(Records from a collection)

= = = = =

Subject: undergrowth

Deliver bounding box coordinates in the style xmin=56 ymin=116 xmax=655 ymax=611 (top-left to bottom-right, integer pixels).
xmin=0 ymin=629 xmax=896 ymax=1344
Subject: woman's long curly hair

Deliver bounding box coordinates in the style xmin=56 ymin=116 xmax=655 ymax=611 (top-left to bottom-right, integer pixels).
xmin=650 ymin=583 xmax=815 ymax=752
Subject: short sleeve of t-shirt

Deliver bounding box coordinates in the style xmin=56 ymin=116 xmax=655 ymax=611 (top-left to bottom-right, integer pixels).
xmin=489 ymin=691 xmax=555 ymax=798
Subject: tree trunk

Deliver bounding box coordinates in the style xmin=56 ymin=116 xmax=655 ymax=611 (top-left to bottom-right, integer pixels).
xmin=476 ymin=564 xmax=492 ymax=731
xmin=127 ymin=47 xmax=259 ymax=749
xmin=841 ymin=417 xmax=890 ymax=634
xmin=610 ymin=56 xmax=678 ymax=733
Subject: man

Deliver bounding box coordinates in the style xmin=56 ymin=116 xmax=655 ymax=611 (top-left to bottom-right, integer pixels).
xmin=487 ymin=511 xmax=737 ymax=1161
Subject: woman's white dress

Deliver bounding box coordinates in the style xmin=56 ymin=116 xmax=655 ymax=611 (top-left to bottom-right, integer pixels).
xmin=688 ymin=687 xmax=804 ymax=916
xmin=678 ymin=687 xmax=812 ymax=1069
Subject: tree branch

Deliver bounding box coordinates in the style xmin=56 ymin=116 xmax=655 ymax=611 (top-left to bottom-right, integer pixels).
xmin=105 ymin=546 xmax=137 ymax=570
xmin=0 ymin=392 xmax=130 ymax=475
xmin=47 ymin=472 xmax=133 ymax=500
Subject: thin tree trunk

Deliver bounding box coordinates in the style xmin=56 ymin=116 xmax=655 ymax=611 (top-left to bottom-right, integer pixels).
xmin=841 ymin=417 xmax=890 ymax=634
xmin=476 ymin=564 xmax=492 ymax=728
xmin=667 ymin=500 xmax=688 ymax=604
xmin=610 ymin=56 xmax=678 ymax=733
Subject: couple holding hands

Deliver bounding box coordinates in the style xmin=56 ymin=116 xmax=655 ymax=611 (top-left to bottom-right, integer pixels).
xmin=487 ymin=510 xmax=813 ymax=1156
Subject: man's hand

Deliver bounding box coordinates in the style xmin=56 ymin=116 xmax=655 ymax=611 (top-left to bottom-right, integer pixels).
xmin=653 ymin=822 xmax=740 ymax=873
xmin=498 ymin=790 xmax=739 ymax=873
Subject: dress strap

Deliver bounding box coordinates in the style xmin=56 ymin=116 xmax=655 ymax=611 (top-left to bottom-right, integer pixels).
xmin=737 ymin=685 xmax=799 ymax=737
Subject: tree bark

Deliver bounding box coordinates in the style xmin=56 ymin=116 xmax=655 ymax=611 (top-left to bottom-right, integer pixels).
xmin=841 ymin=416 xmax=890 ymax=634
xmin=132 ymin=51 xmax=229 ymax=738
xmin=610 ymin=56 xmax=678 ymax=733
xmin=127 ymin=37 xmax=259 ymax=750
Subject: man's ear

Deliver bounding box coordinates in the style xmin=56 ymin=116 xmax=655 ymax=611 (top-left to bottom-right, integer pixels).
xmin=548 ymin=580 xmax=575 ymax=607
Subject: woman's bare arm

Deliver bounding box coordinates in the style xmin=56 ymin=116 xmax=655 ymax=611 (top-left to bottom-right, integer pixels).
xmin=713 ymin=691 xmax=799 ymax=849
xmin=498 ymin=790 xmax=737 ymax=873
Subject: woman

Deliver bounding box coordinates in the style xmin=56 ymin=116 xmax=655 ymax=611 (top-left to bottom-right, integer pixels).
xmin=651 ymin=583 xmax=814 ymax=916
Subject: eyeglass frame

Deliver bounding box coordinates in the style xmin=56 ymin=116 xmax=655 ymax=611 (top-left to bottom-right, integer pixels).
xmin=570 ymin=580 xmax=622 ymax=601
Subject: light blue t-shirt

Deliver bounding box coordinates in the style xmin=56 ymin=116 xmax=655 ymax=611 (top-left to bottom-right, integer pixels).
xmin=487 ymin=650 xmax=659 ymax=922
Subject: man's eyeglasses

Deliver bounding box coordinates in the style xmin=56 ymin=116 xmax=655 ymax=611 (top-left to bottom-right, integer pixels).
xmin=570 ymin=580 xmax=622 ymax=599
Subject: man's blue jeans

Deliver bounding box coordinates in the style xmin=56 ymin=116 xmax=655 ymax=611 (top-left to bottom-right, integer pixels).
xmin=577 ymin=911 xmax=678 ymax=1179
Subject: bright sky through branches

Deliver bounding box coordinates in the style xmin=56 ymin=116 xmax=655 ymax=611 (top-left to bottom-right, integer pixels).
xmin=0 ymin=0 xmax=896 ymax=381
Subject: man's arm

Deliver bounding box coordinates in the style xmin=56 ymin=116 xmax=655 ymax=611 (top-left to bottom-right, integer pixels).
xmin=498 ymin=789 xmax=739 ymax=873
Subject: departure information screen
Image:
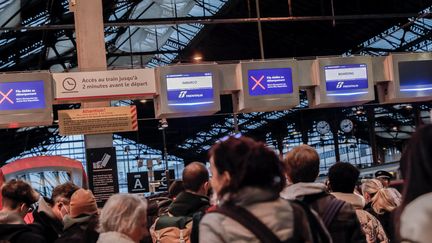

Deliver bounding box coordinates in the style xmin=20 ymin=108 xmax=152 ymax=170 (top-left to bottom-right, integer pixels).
xmin=398 ymin=60 xmax=432 ymax=92
xmin=0 ymin=80 xmax=46 ymax=110
xmin=324 ymin=64 xmax=368 ymax=92
xmin=166 ymin=72 xmax=214 ymax=106
xmin=248 ymin=68 xmax=293 ymax=96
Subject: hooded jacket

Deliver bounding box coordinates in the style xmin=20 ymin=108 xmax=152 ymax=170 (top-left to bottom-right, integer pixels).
xmin=332 ymin=192 xmax=389 ymax=243
xmin=199 ymin=187 xmax=312 ymax=243
xmin=0 ymin=212 xmax=45 ymax=243
xmin=280 ymin=182 xmax=366 ymax=243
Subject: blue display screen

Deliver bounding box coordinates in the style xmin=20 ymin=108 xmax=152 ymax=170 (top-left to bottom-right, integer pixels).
xmin=166 ymin=72 xmax=214 ymax=106
xmin=0 ymin=80 xmax=46 ymax=110
xmin=248 ymin=68 xmax=293 ymax=96
xmin=324 ymin=64 xmax=368 ymax=95
xmin=398 ymin=60 xmax=432 ymax=92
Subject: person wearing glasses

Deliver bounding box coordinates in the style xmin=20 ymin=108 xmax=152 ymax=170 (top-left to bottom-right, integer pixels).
xmin=0 ymin=179 xmax=45 ymax=243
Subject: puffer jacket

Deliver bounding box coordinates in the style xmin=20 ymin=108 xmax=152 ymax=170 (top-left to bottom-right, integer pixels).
xmin=281 ymin=182 xmax=366 ymax=243
xmin=400 ymin=193 xmax=432 ymax=243
xmin=199 ymin=187 xmax=312 ymax=243
xmin=332 ymin=192 xmax=389 ymax=243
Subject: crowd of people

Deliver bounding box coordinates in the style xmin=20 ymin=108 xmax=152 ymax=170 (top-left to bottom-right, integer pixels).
xmin=0 ymin=125 xmax=432 ymax=243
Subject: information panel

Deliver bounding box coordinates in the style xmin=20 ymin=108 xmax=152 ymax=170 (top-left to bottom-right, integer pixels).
xmin=398 ymin=60 xmax=432 ymax=92
xmin=166 ymin=72 xmax=214 ymax=106
xmin=324 ymin=64 xmax=368 ymax=93
xmin=0 ymin=80 xmax=46 ymax=110
xmin=248 ymin=68 xmax=293 ymax=96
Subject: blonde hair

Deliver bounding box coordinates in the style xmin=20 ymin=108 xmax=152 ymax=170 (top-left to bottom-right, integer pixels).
xmin=361 ymin=179 xmax=383 ymax=197
xmin=372 ymin=188 xmax=401 ymax=214
xmin=99 ymin=194 xmax=147 ymax=235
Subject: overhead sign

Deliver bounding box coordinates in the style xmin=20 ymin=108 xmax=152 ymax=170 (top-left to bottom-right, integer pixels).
xmin=398 ymin=60 xmax=432 ymax=92
xmin=324 ymin=64 xmax=368 ymax=93
xmin=0 ymin=80 xmax=46 ymax=110
xmin=248 ymin=68 xmax=293 ymax=96
xmin=166 ymin=72 xmax=214 ymax=106
xmin=153 ymin=170 xmax=175 ymax=192
xmin=86 ymin=147 xmax=119 ymax=208
xmin=58 ymin=106 xmax=138 ymax=136
xmin=53 ymin=69 xmax=156 ymax=101
xmin=127 ymin=171 xmax=150 ymax=193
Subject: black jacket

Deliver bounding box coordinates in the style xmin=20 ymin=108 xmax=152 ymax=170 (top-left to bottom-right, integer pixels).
xmin=0 ymin=224 xmax=46 ymax=243
xmin=168 ymin=191 xmax=210 ymax=243
xmin=55 ymin=215 xmax=99 ymax=243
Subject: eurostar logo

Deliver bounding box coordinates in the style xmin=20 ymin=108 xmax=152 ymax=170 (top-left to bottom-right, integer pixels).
xmin=179 ymin=91 xmax=187 ymax=99
xmin=336 ymin=82 xmax=344 ymax=89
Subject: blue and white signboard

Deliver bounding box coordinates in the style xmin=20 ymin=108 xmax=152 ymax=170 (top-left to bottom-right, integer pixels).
xmin=0 ymin=80 xmax=46 ymax=110
xmin=248 ymin=68 xmax=293 ymax=96
xmin=398 ymin=60 xmax=432 ymax=93
xmin=324 ymin=64 xmax=368 ymax=96
xmin=166 ymin=72 xmax=214 ymax=106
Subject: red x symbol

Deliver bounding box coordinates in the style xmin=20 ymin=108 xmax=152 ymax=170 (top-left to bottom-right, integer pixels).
xmin=0 ymin=89 xmax=13 ymax=104
xmin=251 ymin=75 xmax=265 ymax=90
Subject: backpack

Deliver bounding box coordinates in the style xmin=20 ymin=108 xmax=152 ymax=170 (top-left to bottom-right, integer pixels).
xmin=150 ymin=213 xmax=193 ymax=243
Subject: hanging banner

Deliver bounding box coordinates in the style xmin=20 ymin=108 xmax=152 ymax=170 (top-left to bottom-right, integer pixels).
xmin=52 ymin=69 xmax=156 ymax=101
xmin=58 ymin=106 xmax=138 ymax=136
xmin=86 ymin=148 xmax=119 ymax=208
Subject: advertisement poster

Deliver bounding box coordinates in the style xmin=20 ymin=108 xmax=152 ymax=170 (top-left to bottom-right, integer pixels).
xmin=166 ymin=72 xmax=214 ymax=106
xmin=248 ymin=68 xmax=293 ymax=96
xmin=86 ymin=147 xmax=119 ymax=207
xmin=324 ymin=64 xmax=368 ymax=92
xmin=58 ymin=106 xmax=138 ymax=136
xmin=153 ymin=170 xmax=175 ymax=192
xmin=0 ymin=80 xmax=46 ymax=110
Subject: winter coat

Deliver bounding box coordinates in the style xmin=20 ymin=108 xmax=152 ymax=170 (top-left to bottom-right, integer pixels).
xmin=400 ymin=193 xmax=432 ymax=243
xmin=97 ymin=231 xmax=136 ymax=243
xmin=199 ymin=187 xmax=312 ymax=243
xmin=332 ymin=192 xmax=389 ymax=243
xmin=55 ymin=215 xmax=99 ymax=243
xmin=281 ymin=182 xmax=366 ymax=243
xmin=0 ymin=212 xmax=46 ymax=243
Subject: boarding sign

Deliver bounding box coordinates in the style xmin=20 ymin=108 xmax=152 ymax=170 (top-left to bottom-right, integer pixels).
xmin=58 ymin=106 xmax=138 ymax=136
xmin=53 ymin=69 xmax=156 ymax=101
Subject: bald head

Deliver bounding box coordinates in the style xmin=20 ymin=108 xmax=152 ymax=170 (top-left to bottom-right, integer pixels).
xmin=183 ymin=162 xmax=209 ymax=192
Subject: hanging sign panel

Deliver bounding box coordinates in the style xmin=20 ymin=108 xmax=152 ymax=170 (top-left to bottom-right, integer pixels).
xmin=58 ymin=106 xmax=138 ymax=136
xmin=248 ymin=68 xmax=293 ymax=96
xmin=53 ymin=69 xmax=156 ymax=101
xmin=324 ymin=64 xmax=368 ymax=93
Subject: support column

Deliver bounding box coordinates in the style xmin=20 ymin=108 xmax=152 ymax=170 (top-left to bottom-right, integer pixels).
xmin=70 ymin=0 xmax=113 ymax=149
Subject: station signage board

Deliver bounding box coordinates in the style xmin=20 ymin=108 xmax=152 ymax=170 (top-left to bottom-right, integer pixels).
xmin=53 ymin=69 xmax=156 ymax=102
xmin=248 ymin=68 xmax=293 ymax=96
xmin=58 ymin=106 xmax=138 ymax=136
xmin=0 ymin=80 xmax=46 ymax=110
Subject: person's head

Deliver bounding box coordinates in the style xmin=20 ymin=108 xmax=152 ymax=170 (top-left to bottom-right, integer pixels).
xmin=50 ymin=182 xmax=79 ymax=221
xmin=69 ymin=188 xmax=98 ymax=218
xmin=183 ymin=162 xmax=210 ymax=196
xmin=209 ymin=136 xmax=285 ymax=197
xmin=283 ymin=144 xmax=320 ymax=183
xmin=400 ymin=125 xmax=432 ymax=207
xmin=99 ymin=194 xmax=148 ymax=242
xmin=372 ymin=188 xmax=401 ymax=214
xmin=328 ymin=162 xmax=360 ymax=193
xmin=168 ymin=180 xmax=185 ymax=199
xmin=361 ymin=179 xmax=383 ymax=203
xmin=1 ymin=179 xmax=39 ymax=218
xmin=375 ymin=170 xmax=392 ymax=187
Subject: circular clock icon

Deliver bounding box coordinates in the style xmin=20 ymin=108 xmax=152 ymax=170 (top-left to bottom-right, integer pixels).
xmin=62 ymin=78 xmax=76 ymax=91
xmin=340 ymin=119 xmax=354 ymax=133
xmin=316 ymin=121 xmax=330 ymax=135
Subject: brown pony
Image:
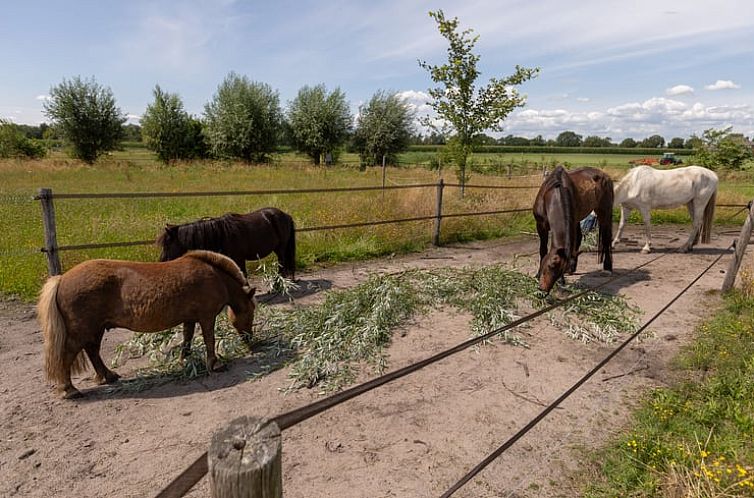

= = = = =

EXERCISE DIRECTIONS
Repeat the items from the line containing "Subject: light blue t-shirt" through the line containing "xmin=0 ymin=179 xmax=45 ymax=243", both included. Leave the pictures out of your answer.

COMPLETED TASK
Subject: light blue t-shirt

Deliver bounding box coordinates in the style xmin=56 ymin=116 xmax=655 ymax=611 (top-left to bottom-right, integer pixels).
xmin=487 ymin=650 xmax=659 ymax=922
Subject: man's eyeglasses

Deliver bounding box coordinates in the style xmin=56 ymin=116 xmax=655 ymax=611 (top-left to bottom-right, integer pixels).
xmin=570 ymin=580 xmax=622 ymax=599
Subject: man's blue jeans

Deliver bounding box coordinates in the style xmin=56 ymin=116 xmax=655 ymax=611 (top-left to bottom-right, integer pixels).
xmin=577 ymin=911 xmax=678 ymax=1179
Subject: bright sky through branches

Deliver bounding box coordinates in the style xmin=56 ymin=116 xmax=655 ymax=611 (top-left to bottom-right, integer pixels).
xmin=0 ymin=0 xmax=896 ymax=381
Subject: man's arm

Deliver bounding box coordinates in the style xmin=56 ymin=116 xmax=655 ymax=611 (top-left to bottom-right, integer pixels).
xmin=498 ymin=789 xmax=739 ymax=873
Subject: departure information screen
Image:

Deliver bounding box coordinates in the style xmin=20 ymin=108 xmax=152 ymax=170 (top-left to bottom-right, integer pixels).
xmin=398 ymin=60 xmax=432 ymax=92
xmin=0 ymin=80 xmax=46 ymax=110
xmin=324 ymin=64 xmax=368 ymax=92
xmin=166 ymin=72 xmax=214 ymax=106
xmin=248 ymin=68 xmax=293 ymax=96
Subject: hooded jacket

Deliver bounding box coordinates in the style xmin=20 ymin=108 xmax=152 ymax=170 (top-left to bottom-right, integer pixels).
xmin=332 ymin=192 xmax=389 ymax=243
xmin=199 ymin=187 xmax=312 ymax=243
xmin=0 ymin=212 xmax=45 ymax=243
xmin=280 ymin=182 xmax=366 ymax=243
Subject: blue display screen

Deliver bounding box coordinates in the style xmin=20 ymin=108 xmax=152 ymax=170 (top-left to bottom-right, integer pixels).
xmin=166 ymin=72 xmax=214 ymax=106
xmin=0 ymin=80 xmax=46 ymax=110
xmin=248 ymin=68 xmax=293 ymax=96
xmin=324 ymin=64 xmax=368 ymax=95
xmin=398 ymin=60 xmax=432 ymax=92
Subject: person wearing glasses

Deliver bounding box coordinates in the style xmin=20 ymin=108 xmax=152 ymax=170 (top-left to bottom-right, integer pixels).
xmin=0 ymin=179 xmax=45 ymax=243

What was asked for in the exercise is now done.